▶ [Pasaje extraído]:
La respuesta del otro lado fue el magnicidio
de Villarroel como una competencia de nuevos arrebatos colectivos. Los cables
de las agencias internacionales rebalsaban de asombro al contar lo sucedido.
¿País de salvajes? O era la imitación criolla de la muerte del duce Benito
Mussolini meses atrás, como especula Mariano Baptista por los testimonios
recogidos.
¿De dónde salió la soga? Es una de
las interrogantes que repetí ante varios entrevistados para entender cómo pudo
pasar lo que pasó. Las respuestas fueron distintas y anecdóticas.
Hace poco me obsequiaron un álbum de
fotos de la guerra civil en Potosí en 1949, evidencia del grado de los odios
que estaban desatados. No me animé a publicarlas para no dañar sensibilidades.

Entradas de anotación de coordenadas:

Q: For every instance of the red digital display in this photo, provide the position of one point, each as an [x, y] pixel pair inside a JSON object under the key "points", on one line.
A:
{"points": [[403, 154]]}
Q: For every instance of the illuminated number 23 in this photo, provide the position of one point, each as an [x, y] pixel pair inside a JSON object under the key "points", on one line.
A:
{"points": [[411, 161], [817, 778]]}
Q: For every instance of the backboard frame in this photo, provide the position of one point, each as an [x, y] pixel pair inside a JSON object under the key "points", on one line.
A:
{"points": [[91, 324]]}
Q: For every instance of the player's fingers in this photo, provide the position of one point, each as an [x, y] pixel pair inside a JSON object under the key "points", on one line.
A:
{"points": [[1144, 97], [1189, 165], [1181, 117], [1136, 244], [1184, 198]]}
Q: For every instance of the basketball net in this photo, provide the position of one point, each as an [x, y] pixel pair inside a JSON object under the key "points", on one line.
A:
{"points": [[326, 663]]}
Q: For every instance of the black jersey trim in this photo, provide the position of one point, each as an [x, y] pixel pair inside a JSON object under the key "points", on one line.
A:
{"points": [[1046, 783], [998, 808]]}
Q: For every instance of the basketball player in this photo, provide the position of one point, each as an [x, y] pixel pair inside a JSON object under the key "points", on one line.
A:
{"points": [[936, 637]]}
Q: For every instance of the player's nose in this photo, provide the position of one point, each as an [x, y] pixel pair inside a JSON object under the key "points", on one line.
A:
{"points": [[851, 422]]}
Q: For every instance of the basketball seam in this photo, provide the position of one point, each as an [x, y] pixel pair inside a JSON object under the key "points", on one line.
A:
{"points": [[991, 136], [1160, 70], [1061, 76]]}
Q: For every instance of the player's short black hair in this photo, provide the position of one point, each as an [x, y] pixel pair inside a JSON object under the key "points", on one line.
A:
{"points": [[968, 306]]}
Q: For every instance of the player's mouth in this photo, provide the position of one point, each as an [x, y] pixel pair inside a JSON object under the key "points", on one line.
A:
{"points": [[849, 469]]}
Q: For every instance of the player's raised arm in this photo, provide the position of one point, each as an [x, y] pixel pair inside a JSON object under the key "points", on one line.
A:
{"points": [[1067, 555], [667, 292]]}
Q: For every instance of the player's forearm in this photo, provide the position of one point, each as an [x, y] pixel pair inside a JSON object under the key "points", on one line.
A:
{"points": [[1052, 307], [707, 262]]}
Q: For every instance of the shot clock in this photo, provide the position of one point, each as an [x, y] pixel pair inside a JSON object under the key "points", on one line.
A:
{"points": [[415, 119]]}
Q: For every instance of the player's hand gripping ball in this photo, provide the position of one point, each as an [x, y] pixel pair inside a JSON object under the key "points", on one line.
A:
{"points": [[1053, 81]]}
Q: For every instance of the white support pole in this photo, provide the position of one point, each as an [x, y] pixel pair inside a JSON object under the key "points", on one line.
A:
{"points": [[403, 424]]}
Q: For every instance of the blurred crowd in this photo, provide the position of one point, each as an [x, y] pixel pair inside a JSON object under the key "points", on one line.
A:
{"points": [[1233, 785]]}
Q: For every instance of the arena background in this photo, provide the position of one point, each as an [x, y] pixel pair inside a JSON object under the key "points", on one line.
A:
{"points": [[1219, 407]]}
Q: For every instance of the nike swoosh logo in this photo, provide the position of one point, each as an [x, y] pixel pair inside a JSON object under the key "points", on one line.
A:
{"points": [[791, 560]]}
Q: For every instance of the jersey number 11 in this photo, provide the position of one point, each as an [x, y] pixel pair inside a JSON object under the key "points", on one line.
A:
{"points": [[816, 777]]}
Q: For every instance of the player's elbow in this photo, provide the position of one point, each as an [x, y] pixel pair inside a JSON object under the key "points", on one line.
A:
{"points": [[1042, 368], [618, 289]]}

▶ [Consigna]: Reproduce sin cambios una parte del pasaje sobre el magnicidio de Villarroel: empieza en las palabras que contienen "La respuesta del" y termina después de "no dañar sensibilidades.". El material no interviene en esto.

▶ [Ejercicio resuelto]:
La respuesta del otro lado fue el magnicidio
de Villarroel como una competencia de nuevos arrebatos colectivos. Los cables
de las agencias internacionales rebalsaban de asombro al contar lo sucedido.
¿País de salvajes? O era la imitación criolla de la muerte del duce Benito
Mussolini meses atrás, como especula Mariano Baptista por los testimonios
recogidos.
¿De dónde salió la soga? Es una de
las interrogantes que repetí ante varios entrevistados para entender cómo pudo
pasar lo que pasó. Las respuestas fueron distintas y anecdóticas.
Hace poco me obsequiaron un álbum de
fotos de la guerra civil en Potosí en 1949, evidencia del grado de los odios
que estaban desatados. No me animé a publicarlas para no dañar sensibilidades.